++++ Document ++++

Impact of Vertical Grid Design on GNSS Tomographic Reconstruction of Tropospheric Wet Refractivity

Atmospheric water vapour drives weather processes and climate variability, yet its strong spatiotemporal heterogeneity makes accurate three-dimensional (3D) monitoring challenging. GNSS atmospheric tomography enables reconstruction of 3D wet refractivity fields from slant tropospheric delays, however reconstruction accuracy is highly sensitive to the design of the tomographic voxel grid, particularly in the vertical dimension, which has received comparatively limited attention.  

We develop a GNSS tomography framework to investigate the impact of vertical grid design on wet refractivity reconstruction accuracy. Horizontal discretization (latitude–longitude) is kept fixed, while multiple vertical grid configurations are tested, including a reference vertical grid adopted from previous work [1], homogeneous layer thicknesses (100, 500, and 1000 m). Furthermore, two adaptive, station-specific vertical grid layouts are derived from radiosonde profiles. The adaptive approach tailors the vertical resolution of the voxel grid to the local moisture gradients obtained from the latest radiosonde observations. This model adapts the vertical resolution of the grids to the closest radiosonde observation both spatially as well as temporarily.

++++ Dataset entries ++++

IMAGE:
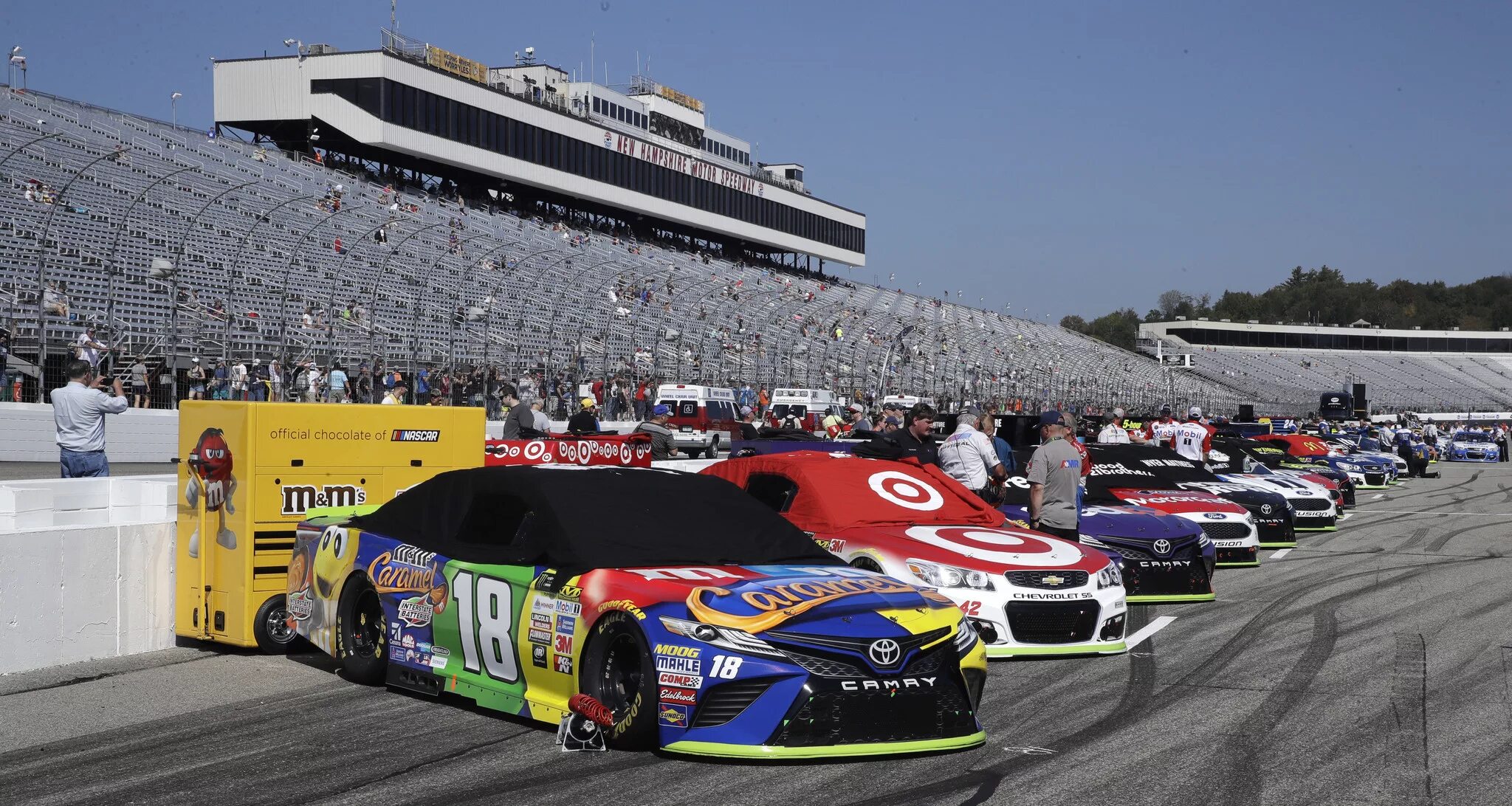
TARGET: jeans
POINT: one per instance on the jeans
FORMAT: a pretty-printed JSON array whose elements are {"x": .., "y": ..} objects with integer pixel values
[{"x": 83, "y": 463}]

++++
++++ Dataset entries ++++

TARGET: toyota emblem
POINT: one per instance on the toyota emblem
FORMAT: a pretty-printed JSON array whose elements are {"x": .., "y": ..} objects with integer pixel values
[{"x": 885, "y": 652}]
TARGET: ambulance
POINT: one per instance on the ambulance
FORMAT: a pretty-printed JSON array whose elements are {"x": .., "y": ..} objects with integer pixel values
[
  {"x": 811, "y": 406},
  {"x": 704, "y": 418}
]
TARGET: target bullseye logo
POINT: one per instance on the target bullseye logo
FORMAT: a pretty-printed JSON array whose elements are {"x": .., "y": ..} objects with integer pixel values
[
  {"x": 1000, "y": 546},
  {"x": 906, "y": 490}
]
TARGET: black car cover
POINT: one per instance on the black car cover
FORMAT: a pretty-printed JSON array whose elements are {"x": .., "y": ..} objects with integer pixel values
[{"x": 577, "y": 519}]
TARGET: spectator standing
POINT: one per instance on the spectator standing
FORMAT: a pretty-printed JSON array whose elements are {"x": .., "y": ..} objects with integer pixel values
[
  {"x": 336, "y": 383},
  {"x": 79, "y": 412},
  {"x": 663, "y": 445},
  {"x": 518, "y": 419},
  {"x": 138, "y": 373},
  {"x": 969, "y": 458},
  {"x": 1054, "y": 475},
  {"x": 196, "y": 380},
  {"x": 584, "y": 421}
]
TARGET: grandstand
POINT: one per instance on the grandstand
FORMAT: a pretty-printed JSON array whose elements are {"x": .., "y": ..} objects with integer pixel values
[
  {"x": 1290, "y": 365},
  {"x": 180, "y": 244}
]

++++

Goal 1:
In the GNSS tomography abstract, what data are the adaptive, station-specific vertical grid layouts derived from?
Goal 2:
Retype the part of the GNSS tomography abstract between "Impact of Vertical Grid Design on GNSS" and "comparatively limited attention.", inclusive.
Goal 3:
List every homogeneous layer thickness tested in the GNSS tomography abstract.

Response 1:
Radiosonde profiles.

Response 2:
Impact of Vertical Grid Design on GNSS Tomographic Reconstruction of Tropospheric Wet Refractivity

Atmospheric water vapour drives weather processes and climate variability, yet its strong spatiotemporal heterogeneity makes accurate three-dimensional (3D) monitoring challenging. GNSS atmospheric tomography enables reconstruction of 3D wet refractivity fields from slant tropospheric delays, however reconstruction accuracy is highly sensitive to the design of the tomographic voxel grid, particularly in the vertical dimension, which has received comparatively limited attention.

Response 3:
100 m
500 m
1000 m